Data entries:
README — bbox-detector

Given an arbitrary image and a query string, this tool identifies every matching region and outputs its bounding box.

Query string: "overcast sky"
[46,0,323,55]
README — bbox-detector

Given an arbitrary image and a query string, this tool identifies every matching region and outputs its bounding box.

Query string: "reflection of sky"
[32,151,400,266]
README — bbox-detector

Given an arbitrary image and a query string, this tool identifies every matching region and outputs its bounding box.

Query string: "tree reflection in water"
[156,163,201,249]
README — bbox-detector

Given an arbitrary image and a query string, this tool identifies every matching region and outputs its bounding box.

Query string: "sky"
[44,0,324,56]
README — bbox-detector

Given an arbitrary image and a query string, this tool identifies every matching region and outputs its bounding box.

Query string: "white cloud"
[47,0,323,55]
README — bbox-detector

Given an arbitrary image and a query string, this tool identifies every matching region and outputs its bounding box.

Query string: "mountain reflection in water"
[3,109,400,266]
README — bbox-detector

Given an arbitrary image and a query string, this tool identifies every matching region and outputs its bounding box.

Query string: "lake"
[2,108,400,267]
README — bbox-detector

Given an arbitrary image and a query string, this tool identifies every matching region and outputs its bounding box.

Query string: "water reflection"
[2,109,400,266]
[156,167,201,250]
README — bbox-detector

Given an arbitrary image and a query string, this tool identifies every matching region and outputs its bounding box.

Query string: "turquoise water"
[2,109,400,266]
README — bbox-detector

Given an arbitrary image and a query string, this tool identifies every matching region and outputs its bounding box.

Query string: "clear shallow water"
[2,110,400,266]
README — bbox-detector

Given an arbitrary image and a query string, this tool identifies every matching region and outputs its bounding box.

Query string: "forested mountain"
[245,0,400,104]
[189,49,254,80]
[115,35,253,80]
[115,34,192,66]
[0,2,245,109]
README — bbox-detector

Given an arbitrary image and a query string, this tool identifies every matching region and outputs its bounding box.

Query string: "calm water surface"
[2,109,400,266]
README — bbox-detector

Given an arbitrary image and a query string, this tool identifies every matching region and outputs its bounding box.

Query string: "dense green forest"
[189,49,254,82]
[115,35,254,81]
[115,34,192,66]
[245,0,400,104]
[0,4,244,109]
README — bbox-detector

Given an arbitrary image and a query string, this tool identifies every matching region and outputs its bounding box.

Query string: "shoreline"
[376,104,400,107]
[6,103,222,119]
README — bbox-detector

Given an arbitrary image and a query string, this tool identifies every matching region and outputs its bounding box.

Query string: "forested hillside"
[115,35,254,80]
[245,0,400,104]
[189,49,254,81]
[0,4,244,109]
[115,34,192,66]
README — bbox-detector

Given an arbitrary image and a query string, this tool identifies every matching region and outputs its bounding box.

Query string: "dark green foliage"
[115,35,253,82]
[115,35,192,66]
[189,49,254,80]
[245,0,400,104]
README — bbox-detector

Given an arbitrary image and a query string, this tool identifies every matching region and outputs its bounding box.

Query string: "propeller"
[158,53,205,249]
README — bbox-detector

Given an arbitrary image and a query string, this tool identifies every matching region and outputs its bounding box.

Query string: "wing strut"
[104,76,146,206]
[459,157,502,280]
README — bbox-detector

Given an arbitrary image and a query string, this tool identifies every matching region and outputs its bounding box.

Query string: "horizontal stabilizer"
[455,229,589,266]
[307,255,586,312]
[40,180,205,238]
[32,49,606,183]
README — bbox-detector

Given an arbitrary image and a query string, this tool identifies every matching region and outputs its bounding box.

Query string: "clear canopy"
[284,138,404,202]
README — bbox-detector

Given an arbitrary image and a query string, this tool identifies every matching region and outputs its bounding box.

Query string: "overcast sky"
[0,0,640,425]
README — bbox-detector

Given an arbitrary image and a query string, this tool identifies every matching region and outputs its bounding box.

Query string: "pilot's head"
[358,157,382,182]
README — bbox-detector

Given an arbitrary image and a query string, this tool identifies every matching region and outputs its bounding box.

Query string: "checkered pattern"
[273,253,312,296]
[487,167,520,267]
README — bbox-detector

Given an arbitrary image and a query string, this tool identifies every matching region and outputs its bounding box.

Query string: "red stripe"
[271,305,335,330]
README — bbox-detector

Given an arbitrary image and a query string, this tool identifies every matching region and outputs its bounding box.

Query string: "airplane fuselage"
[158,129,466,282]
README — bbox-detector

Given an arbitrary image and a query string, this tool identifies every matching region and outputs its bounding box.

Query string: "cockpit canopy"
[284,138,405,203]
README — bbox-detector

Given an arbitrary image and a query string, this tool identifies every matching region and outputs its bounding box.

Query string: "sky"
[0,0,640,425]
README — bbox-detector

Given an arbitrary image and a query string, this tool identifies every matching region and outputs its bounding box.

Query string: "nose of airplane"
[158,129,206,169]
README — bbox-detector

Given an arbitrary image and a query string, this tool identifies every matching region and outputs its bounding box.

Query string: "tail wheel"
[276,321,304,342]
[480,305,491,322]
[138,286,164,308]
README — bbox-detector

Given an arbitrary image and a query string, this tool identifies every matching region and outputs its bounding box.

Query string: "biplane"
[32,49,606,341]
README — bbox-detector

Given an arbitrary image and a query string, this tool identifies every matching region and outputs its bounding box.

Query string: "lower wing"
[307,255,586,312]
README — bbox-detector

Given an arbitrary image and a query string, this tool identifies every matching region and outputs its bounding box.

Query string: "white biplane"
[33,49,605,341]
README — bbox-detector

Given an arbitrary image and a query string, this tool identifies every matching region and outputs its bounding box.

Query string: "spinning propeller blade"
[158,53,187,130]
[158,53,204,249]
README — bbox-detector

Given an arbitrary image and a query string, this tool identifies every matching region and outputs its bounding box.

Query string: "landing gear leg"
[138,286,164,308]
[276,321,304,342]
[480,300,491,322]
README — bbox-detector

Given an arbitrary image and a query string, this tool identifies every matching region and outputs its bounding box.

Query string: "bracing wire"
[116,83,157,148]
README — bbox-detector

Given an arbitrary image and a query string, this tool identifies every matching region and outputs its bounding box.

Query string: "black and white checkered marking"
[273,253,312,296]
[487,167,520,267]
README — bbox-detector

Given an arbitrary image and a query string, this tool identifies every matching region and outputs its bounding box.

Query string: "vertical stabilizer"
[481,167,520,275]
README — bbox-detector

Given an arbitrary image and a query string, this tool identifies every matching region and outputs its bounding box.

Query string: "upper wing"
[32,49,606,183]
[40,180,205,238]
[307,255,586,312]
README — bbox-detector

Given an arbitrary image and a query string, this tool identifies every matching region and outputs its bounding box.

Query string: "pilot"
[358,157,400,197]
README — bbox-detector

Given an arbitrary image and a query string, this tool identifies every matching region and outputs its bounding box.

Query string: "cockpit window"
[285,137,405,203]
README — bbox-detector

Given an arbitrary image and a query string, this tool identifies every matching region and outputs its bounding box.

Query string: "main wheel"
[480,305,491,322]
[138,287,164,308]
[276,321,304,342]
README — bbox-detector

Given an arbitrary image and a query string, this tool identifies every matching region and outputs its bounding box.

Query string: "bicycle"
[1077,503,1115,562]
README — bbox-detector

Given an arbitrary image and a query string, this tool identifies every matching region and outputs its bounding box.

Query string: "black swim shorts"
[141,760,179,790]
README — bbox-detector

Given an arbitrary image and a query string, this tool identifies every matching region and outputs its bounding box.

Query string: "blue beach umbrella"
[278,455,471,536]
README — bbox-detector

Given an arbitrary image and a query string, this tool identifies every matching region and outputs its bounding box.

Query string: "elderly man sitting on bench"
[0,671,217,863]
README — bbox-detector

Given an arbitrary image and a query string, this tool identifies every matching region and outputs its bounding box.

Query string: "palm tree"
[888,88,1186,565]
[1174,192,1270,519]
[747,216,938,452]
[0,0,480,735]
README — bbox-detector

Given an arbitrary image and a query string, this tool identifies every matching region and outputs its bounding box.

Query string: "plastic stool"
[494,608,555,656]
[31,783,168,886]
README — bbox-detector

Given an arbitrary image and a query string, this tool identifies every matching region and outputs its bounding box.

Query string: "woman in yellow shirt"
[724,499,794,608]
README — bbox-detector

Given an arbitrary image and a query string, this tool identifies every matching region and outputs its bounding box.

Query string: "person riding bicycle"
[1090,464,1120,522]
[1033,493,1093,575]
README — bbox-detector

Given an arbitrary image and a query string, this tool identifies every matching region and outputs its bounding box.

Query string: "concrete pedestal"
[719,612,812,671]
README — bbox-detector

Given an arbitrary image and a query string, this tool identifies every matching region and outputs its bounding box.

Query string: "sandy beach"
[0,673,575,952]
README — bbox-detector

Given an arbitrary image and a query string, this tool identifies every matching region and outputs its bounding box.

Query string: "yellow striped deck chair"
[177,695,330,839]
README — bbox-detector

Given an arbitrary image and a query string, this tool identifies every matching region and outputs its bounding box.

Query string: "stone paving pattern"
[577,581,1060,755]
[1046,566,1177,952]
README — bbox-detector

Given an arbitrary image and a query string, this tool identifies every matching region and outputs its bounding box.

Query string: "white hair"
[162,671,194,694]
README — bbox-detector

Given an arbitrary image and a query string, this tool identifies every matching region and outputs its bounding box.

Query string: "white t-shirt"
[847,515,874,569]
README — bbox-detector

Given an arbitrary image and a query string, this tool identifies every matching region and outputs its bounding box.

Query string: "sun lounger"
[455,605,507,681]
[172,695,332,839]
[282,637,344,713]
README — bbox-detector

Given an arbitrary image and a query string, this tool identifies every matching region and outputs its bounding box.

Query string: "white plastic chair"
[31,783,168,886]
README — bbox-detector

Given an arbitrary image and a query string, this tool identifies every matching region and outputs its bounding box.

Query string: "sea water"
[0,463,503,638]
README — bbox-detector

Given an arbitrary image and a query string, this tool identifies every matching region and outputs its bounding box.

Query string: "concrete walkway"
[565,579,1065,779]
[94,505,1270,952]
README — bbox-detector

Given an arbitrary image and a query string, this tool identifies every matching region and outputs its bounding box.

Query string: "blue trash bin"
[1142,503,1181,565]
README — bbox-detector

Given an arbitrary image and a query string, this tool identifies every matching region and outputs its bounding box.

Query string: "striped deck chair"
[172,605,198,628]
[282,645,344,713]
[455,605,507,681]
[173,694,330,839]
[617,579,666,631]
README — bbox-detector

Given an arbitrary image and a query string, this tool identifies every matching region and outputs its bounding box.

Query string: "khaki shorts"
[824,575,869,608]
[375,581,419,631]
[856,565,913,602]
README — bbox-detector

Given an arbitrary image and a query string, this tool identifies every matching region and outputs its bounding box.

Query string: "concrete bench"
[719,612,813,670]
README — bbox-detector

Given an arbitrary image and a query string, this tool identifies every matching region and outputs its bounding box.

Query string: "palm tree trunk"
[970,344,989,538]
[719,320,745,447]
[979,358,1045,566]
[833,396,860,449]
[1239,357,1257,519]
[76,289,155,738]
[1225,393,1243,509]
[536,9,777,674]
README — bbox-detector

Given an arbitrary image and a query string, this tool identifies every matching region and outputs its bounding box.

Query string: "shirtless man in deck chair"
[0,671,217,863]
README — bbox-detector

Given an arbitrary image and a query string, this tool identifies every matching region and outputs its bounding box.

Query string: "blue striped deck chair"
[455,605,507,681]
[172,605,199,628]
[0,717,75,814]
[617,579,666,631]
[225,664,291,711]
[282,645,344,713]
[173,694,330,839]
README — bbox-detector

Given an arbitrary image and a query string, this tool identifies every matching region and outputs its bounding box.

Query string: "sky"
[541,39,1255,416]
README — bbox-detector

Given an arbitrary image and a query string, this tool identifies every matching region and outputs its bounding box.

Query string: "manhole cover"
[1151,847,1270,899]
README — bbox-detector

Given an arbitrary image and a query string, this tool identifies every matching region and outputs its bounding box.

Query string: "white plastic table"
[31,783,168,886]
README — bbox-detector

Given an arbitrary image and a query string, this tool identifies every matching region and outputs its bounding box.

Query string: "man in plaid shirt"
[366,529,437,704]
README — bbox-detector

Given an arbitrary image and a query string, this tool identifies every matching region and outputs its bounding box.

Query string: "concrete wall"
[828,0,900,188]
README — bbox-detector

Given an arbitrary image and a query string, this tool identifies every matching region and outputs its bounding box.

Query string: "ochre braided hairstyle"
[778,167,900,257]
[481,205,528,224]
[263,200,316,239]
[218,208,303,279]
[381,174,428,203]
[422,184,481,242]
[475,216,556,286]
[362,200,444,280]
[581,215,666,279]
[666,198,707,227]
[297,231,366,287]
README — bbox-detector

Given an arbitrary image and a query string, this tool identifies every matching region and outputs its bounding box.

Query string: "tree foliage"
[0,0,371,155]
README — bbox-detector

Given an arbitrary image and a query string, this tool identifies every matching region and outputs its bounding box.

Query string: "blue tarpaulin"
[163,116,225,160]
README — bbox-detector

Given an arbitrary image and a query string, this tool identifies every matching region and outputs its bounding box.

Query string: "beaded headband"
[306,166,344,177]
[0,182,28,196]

> [GIVEN INSTRUCTION] Can you format everything from the very start of the data above down to and including the line containing "[2,108,400,267]" as a numbered list, skipping any blank lines?

> [RESULT FOR THIS TASK]
1. README — bbox-detector
2. Given an arbitrary image and a query string, this tool identifies every matching region and outputs its bounding box.
3. Query string: "overcast sky"
4. [46,0,323,55]
5. README — bbox-detector
6. Given an arbitrary image and a query string, this tool identifies every matching region and outputs its bounding box.
7. Query string: "reflection of sky"
8. [32,151,400,266]
9. README — bbox-detector
10. Given an arbitrary image and a query string, this tool identifies every matching region and outputs its bounding box.
11. Query string: "tree reflection in water"
12. [156,163,201,249]
13. README — bbox-detector
14. Given an arbitrary image and a query string, this tool identifies every matching region and outputs its bounding box.
15. Query string: "sky"
16. [44,0,324,56]
17. README — bbox-detector
18. Given an arbitrary image and a query string, this tool identifies every matching region and outputs its bounding box.
19. Query string: "white cloud"
20. [47,0,323,55]
21. README — bbox-detector
22. Given an arbitrary image and a query string, this tool identifies every matching region and outputs its bounding box.
23. Query string: "mountain reflection in water"
24. [3,109,400,266]
25. README — bbox-detector
26. Given an arbitrary image and a query string, this tool identifies every matching region and outputs its bounding box.
27. Query string: "lake"
28. [2,108,400,267]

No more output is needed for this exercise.